Extract every line in the rows below that contains the string "Target".

** Start of Task material **

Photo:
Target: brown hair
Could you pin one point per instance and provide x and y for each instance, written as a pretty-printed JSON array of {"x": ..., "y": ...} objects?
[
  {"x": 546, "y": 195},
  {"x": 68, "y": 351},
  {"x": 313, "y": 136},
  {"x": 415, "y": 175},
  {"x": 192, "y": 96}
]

** End of Task material **
** Start of Task material **

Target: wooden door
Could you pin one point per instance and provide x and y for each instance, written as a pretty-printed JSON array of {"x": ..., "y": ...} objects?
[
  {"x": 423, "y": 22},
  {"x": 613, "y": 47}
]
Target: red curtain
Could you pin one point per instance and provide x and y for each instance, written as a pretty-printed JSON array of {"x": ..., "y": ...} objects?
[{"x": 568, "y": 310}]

** End of Task material **

__Answer to this task__:
Target: brown hair
Target: wooden door
Target: red curtain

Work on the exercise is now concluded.